- Supplied passage:
---------------

Spyware Threats Skyrocket for Enterprises

A new study shows spyware is the fastest-growing threat to enterprises.

An Aladdin Knowledge Systems study released this week shows spyware is the fastest-growing threat to enterprises, increasing more rapidly than Trojans, viruses and other risks—and its likely to stick around.

“It’s not a safe world out there anymore,” says Andrew Jaquith, senior analyst in security solutions and services, The Yankee Group. “Spyware is a durable trend and it’s here to stay.”

The study spearheaded by Aladdin’s Content Security Response Team shows a 213 percent jump in spyware threats, climbing from 1,083 in 2004 to 3,389 in 2005. The number of malicious threats deemed Trojans grew 142 percent, and the industry saw a 56 percent jump in viruses and other threats.

Jaquith said spyware’s stronghold shouldn’t come as a surprise, but experts failed to predict just how lucrative it would become. He estimates that for every program claiming to clean up spyware three or four lie about doing so.

Last March the governor of Utah signed the Spyware Control Act; it bans the installation of the software without the user’s consent. A similar law took effect in California, subjecting violators to $1,000 fines. But few have been reprimanded and, until more states consider regulation, the threats will continue.

“I think it’s important to step back and find out why we have a spyware problem,” Jaquith says. “There haven’t been any guardrails on running applications, essentially.”

Swift-moving spyware has the ability to intercept or control a computer’s operation, without consent from its end user. These malicious threats often engender computer crimes and fraud. And according to a 2005 Aladdin study, 15 percent of spyware threats steal passwords and log keystrokes while attempting to gain access to passwords, user names, e-mail addresses and instant messaging use.

Jaquith says spyware’s success, in part, can be attributed to its widespread targets, affecting every day people – small business owners, enterprises, and even your grandmother.

“Spyware isn’t something that happens to bad people who view porn on their lunch break,” Jaquith said.

---------------

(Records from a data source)
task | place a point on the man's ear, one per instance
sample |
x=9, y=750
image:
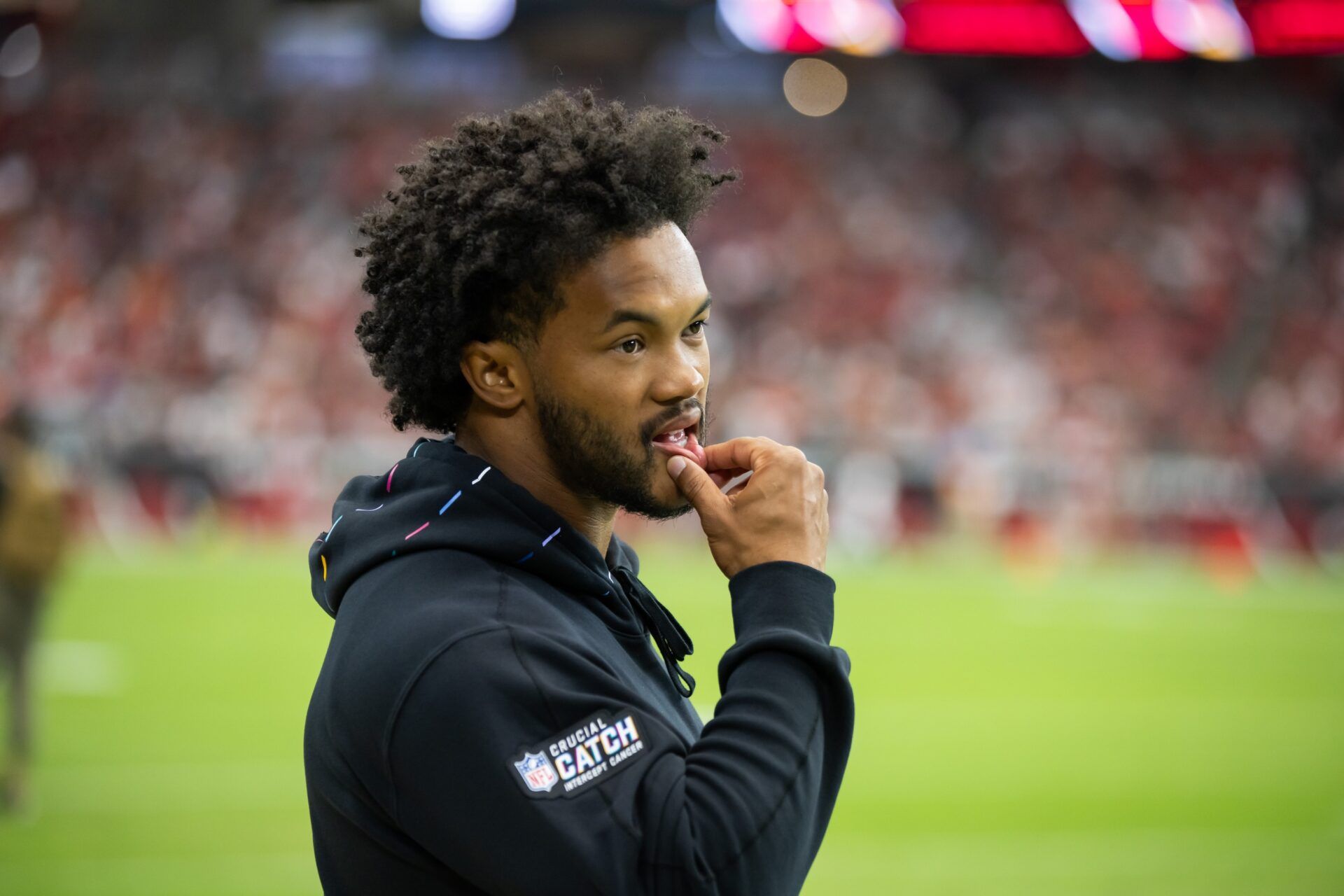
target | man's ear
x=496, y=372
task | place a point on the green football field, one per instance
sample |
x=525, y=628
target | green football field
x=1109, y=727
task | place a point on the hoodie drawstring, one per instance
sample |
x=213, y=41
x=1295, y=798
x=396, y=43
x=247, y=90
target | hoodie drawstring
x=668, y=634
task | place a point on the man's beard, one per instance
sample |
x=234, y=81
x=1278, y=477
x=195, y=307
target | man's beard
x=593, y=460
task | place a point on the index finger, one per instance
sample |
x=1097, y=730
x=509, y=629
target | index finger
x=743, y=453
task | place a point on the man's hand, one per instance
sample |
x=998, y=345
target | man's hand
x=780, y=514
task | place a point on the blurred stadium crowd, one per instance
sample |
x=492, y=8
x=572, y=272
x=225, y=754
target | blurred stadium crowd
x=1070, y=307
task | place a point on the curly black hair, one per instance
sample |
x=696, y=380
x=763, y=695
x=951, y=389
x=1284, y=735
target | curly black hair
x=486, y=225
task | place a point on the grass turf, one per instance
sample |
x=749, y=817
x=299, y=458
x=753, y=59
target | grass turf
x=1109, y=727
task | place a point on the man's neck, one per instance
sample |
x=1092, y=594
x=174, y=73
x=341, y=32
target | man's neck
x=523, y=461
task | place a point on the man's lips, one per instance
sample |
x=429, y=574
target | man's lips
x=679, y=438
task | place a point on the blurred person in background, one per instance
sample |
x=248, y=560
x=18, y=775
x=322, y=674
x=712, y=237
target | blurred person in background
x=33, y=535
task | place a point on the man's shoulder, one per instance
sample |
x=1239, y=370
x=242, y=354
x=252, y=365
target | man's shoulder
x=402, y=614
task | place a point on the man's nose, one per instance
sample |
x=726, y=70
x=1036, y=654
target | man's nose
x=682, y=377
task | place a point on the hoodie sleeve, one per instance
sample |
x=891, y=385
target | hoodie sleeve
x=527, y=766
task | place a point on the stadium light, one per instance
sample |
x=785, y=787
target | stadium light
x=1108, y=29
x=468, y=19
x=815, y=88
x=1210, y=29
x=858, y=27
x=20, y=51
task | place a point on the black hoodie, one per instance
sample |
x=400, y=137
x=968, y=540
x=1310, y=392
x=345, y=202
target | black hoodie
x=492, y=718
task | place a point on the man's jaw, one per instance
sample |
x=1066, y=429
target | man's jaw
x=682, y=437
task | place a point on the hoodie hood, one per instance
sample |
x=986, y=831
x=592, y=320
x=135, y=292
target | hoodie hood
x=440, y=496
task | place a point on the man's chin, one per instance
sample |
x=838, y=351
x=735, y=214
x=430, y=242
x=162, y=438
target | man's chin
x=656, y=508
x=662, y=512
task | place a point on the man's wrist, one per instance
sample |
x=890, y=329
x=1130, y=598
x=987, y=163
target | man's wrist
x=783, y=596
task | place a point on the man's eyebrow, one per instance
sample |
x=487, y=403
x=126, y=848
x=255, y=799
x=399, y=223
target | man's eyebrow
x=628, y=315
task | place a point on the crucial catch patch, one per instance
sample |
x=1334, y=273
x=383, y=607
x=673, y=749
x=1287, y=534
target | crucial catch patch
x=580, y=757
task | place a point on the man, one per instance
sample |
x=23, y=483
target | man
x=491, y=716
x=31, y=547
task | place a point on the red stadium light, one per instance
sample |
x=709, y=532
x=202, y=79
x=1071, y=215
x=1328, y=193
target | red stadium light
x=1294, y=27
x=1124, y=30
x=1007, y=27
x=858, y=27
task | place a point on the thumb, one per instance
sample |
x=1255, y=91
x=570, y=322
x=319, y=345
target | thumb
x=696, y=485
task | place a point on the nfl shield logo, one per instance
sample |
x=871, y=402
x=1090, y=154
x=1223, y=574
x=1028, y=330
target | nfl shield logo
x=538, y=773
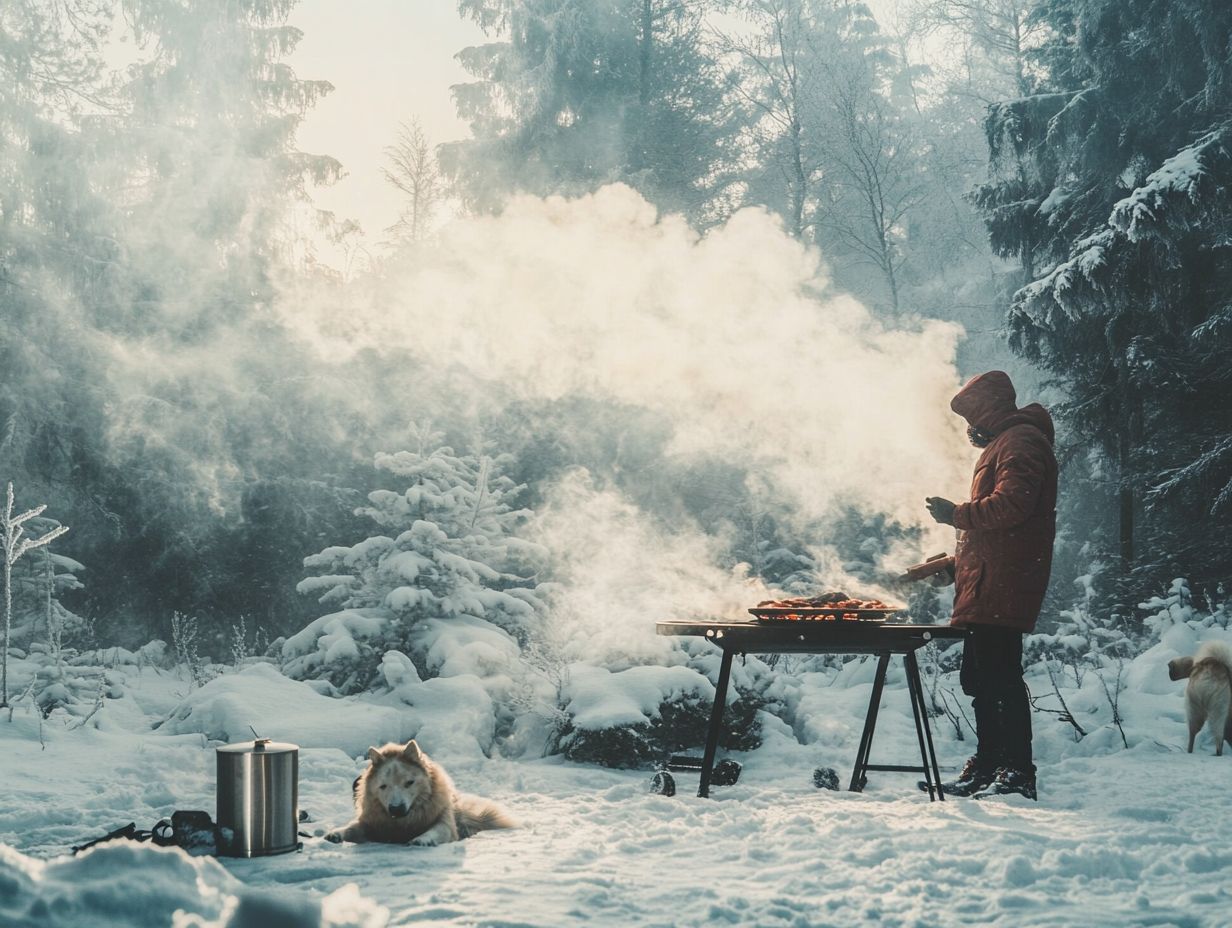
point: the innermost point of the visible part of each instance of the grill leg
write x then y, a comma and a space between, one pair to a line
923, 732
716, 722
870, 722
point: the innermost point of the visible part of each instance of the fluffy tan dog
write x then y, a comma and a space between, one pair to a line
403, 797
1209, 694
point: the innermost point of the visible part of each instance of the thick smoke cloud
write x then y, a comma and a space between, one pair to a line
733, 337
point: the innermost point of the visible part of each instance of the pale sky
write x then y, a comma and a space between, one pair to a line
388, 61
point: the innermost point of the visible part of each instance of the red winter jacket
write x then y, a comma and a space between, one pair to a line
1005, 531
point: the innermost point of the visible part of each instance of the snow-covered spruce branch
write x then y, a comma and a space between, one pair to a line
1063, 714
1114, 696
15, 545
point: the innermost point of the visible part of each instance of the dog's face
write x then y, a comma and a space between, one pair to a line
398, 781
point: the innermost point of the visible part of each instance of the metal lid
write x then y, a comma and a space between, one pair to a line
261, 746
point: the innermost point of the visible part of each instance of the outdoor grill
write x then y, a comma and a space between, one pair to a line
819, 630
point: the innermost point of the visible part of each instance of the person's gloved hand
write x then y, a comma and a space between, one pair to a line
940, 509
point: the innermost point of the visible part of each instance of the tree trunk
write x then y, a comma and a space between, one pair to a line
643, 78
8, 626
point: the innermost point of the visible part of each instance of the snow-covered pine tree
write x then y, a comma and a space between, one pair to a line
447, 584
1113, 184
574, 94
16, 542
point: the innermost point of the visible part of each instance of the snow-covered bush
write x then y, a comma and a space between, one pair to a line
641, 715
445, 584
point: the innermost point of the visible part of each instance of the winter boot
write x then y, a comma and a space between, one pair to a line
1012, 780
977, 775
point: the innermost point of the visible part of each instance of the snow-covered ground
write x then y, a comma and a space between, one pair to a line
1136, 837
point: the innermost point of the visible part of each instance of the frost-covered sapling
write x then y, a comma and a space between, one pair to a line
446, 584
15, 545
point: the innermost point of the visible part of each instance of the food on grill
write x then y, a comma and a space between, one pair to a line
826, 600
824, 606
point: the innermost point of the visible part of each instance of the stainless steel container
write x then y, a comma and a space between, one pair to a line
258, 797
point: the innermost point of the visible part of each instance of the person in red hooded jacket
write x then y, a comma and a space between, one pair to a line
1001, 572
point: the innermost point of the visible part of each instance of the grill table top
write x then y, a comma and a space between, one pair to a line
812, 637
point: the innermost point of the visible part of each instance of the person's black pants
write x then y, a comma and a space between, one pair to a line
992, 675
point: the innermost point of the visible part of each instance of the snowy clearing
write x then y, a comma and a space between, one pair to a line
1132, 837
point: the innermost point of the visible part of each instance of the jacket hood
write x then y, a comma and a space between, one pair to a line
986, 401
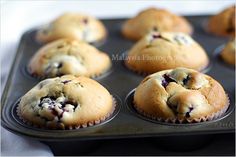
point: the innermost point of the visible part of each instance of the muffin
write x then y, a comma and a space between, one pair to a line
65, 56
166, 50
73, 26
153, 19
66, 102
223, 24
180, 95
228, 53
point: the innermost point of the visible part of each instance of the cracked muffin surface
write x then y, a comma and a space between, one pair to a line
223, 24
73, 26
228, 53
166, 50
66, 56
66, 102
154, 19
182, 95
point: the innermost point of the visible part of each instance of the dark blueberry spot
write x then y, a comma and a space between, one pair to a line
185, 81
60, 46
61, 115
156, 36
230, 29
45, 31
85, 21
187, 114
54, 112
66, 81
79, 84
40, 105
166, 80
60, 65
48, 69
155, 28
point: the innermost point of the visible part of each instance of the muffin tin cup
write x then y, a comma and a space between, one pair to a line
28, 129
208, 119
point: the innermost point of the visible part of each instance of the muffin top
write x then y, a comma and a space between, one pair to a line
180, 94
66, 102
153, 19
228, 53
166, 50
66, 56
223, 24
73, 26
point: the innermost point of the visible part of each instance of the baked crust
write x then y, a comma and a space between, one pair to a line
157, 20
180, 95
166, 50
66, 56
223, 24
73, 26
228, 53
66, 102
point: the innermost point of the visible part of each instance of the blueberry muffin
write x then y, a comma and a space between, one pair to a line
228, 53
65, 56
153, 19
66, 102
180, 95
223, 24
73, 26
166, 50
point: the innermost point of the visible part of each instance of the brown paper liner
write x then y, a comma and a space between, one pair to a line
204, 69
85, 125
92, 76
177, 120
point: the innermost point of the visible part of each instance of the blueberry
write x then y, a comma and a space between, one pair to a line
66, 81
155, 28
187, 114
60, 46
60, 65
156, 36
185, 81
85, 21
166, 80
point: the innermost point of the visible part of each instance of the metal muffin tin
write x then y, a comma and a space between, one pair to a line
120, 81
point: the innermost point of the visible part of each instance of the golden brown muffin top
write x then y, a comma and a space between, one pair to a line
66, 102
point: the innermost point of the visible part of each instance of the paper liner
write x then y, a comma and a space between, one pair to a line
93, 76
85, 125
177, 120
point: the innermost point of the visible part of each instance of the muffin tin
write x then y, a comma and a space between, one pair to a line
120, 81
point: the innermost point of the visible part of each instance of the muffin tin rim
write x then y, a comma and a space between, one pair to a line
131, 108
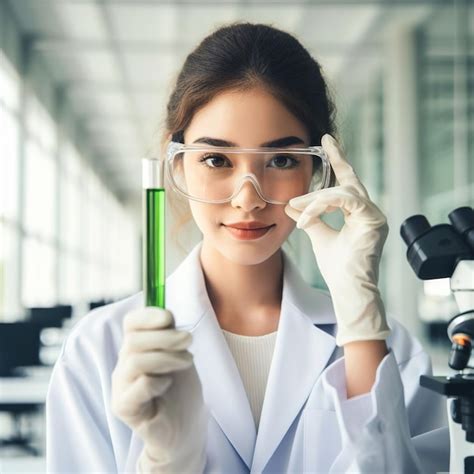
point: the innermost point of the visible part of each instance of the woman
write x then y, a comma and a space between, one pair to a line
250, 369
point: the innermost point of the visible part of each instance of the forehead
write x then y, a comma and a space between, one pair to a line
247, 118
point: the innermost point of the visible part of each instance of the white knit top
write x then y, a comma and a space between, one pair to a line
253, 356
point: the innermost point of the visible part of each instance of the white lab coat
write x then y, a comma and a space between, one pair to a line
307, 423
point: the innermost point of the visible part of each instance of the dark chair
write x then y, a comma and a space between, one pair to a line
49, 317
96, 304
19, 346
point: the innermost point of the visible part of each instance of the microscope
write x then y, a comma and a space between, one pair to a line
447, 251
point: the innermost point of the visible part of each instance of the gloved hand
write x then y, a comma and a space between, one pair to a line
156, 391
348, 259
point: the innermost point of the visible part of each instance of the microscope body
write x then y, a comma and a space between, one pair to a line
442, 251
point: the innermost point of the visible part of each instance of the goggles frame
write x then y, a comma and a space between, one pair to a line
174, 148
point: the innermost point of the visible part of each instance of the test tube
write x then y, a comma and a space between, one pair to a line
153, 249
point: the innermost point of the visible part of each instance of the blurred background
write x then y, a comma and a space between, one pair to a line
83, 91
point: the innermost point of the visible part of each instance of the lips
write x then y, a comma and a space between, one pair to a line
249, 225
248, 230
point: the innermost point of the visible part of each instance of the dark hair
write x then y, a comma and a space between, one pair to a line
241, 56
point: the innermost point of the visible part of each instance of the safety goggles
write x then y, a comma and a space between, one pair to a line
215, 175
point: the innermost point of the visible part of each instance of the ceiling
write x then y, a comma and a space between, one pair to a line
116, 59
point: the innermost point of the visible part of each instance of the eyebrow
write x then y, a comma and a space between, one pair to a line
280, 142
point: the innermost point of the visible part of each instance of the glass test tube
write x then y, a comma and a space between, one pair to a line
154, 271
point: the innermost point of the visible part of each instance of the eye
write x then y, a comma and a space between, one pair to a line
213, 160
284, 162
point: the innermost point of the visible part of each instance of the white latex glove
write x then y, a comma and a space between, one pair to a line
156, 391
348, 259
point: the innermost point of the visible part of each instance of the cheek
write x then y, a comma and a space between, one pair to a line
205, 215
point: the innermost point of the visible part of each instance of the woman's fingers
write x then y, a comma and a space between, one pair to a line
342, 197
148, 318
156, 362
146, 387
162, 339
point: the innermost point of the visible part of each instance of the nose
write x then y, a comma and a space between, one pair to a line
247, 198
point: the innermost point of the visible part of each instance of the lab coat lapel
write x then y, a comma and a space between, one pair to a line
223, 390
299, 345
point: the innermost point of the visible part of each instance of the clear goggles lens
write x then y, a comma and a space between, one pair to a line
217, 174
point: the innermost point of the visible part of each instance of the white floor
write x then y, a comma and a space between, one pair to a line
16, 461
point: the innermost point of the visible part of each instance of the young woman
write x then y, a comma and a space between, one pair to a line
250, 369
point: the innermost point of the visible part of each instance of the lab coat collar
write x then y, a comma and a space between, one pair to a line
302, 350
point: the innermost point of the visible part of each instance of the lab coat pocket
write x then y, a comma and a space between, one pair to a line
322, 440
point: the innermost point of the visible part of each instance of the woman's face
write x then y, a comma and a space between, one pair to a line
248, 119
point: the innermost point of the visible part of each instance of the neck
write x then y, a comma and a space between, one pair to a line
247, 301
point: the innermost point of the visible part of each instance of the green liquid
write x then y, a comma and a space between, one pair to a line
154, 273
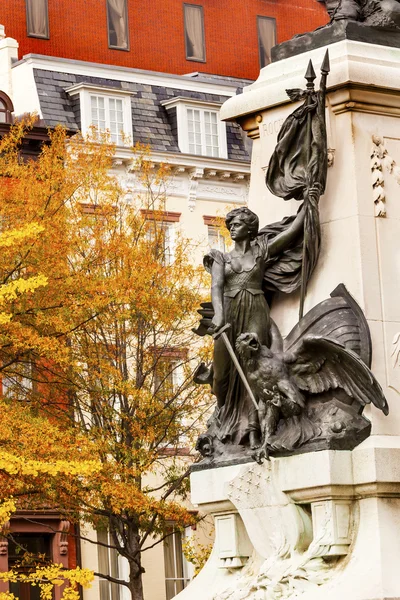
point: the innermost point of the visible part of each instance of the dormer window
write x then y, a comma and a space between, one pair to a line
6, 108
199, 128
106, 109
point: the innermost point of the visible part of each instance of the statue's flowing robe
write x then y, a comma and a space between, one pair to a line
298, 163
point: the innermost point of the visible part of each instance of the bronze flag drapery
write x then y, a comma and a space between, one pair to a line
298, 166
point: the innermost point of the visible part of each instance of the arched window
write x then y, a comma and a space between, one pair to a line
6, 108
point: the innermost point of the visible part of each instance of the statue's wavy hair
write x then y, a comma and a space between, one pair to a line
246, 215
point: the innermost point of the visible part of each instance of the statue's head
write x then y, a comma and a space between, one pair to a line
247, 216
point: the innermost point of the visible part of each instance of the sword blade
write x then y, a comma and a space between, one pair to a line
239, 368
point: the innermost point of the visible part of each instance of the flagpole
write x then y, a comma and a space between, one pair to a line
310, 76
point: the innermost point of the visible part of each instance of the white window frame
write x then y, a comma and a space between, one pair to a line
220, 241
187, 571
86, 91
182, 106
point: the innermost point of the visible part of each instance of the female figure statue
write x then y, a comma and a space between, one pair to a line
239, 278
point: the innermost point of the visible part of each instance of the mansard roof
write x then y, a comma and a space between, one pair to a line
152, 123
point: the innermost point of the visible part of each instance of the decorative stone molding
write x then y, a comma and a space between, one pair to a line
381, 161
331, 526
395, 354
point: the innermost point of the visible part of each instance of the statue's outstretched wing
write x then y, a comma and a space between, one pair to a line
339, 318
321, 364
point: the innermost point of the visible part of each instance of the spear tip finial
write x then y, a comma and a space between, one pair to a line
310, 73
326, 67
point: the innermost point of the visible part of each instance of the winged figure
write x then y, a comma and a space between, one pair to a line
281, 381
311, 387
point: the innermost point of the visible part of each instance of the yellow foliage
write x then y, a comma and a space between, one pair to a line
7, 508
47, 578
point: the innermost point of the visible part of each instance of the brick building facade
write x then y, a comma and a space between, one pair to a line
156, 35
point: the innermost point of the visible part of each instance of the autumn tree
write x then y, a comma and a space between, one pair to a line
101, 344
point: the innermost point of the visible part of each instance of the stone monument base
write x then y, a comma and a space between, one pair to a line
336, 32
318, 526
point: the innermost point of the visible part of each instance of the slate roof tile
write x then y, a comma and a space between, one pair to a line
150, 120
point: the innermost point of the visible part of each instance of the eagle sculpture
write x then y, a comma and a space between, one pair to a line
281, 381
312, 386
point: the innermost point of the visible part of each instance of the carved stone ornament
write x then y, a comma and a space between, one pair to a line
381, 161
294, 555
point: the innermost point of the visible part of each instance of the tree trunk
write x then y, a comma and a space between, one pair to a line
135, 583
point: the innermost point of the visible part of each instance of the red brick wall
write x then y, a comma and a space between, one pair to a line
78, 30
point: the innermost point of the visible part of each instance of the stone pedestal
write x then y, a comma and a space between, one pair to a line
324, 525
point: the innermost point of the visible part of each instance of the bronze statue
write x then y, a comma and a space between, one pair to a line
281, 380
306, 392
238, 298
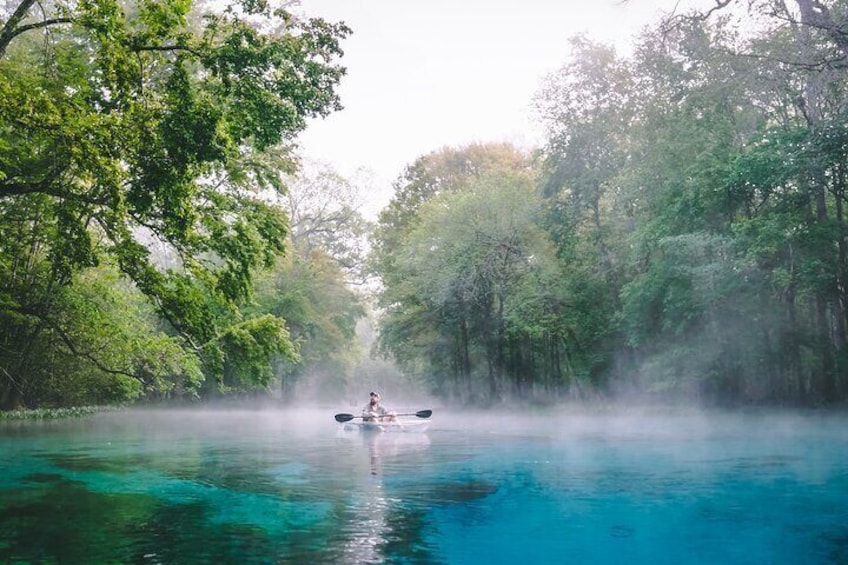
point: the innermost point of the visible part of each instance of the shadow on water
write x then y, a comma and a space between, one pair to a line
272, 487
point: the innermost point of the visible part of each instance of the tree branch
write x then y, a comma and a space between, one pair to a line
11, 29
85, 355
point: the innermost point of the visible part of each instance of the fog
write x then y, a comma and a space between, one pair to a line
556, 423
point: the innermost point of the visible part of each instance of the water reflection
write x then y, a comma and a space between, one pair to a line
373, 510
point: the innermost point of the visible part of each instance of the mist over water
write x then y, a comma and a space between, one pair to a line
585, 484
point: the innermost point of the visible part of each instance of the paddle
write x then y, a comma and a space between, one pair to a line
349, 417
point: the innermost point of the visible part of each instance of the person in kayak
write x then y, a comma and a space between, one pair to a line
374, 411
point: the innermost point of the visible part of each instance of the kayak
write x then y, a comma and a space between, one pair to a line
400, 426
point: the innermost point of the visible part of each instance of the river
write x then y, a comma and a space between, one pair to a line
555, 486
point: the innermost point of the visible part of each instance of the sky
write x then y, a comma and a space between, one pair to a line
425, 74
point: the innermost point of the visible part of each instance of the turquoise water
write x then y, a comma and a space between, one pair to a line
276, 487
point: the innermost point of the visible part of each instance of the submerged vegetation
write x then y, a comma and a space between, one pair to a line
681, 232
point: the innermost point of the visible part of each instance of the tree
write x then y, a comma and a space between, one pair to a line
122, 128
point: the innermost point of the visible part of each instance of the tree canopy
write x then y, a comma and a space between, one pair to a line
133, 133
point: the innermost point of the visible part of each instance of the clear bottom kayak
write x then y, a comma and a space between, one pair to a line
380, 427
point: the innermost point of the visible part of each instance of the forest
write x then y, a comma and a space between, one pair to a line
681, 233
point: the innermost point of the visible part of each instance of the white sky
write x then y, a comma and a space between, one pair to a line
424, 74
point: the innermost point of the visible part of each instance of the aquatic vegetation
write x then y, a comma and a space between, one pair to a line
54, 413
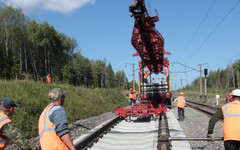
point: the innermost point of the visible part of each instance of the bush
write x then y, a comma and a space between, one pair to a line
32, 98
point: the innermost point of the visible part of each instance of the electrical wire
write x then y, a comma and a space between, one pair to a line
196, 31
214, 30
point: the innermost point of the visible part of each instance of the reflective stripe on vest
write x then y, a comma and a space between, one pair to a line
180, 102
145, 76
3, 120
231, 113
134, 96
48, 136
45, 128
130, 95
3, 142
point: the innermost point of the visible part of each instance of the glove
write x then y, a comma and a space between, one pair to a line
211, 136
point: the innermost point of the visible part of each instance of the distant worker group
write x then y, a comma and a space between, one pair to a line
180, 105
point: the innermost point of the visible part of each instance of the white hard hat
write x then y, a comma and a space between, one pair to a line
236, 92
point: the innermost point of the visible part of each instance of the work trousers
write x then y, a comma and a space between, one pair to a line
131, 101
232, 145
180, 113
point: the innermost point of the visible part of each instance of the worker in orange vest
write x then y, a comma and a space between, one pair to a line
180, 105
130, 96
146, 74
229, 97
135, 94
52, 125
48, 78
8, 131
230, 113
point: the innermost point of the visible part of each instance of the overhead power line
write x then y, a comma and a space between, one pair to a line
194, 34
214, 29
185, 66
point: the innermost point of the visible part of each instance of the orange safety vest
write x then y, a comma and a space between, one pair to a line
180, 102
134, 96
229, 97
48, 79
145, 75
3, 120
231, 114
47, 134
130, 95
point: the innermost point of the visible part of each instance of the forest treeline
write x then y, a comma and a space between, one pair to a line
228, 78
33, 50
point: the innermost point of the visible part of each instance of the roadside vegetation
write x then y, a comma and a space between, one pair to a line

---------------

- Set of tasks:
(1) Answer these questions from the spyware article:
(a) By what percentage did spyware threats rise from 2004 to 2005?
(b) What fine does the California law impose on violators?
(c) What share of spyware threats steal passwords and log keystrokes, according to the 2005 Aladdin study?
(2) Carry on the spyware article from the point where it stops.
This listing has nothing to do with the spyware article.

- Answers given:
(1)
(a) 213 percent
(b) $1,000
(c) 15 percent

(2)
Which are the most common threats? Rogue antispyware apps, such as SpyDeleter, SpySpotter, and Spyware Cleaner, falsely claim to clean and repair files infected by spyware. A hybrid threat known as Gokar.w infects systems through mail and information theft, and has the capability to send out spam. Gokar.w. infection occurs when an end user browses certain Web pages.

A common image file format known as Windows Meta Files (WMF) is particularly vulnerable to spyware. Last December, it was discovered that a large pool of WMF files had automated the spyware installation process after end users viewed an image on a Web page or through an e-mail.

Though the spyware situation may look bleak, Jaquith says steps can be taken to help parry an attack. Those who invest the most in security are often the most prepared. He says enterprises in the aerospace, defense, investment banking and healthcare industries are better prepared than other sectors.

He suggests using alternate browsers, which, because of less usage, are less vulnerable than Explorer. Enterprises should also supplement antivirus coverage with antispyware tools, implementing more than basic signatures. And companies should lock user paths to prevent administrative rights on employee computers.

According to Aladdin’s report, 2005 yielded a total of 16,623 new pieces of malicious code or an increase of 90 percent from 2004. But the study does offer a silver lining: “although the total numbers have increased, 2005 was characterized by fewer large-scale virus and worm outbreaks than seen in previous years.”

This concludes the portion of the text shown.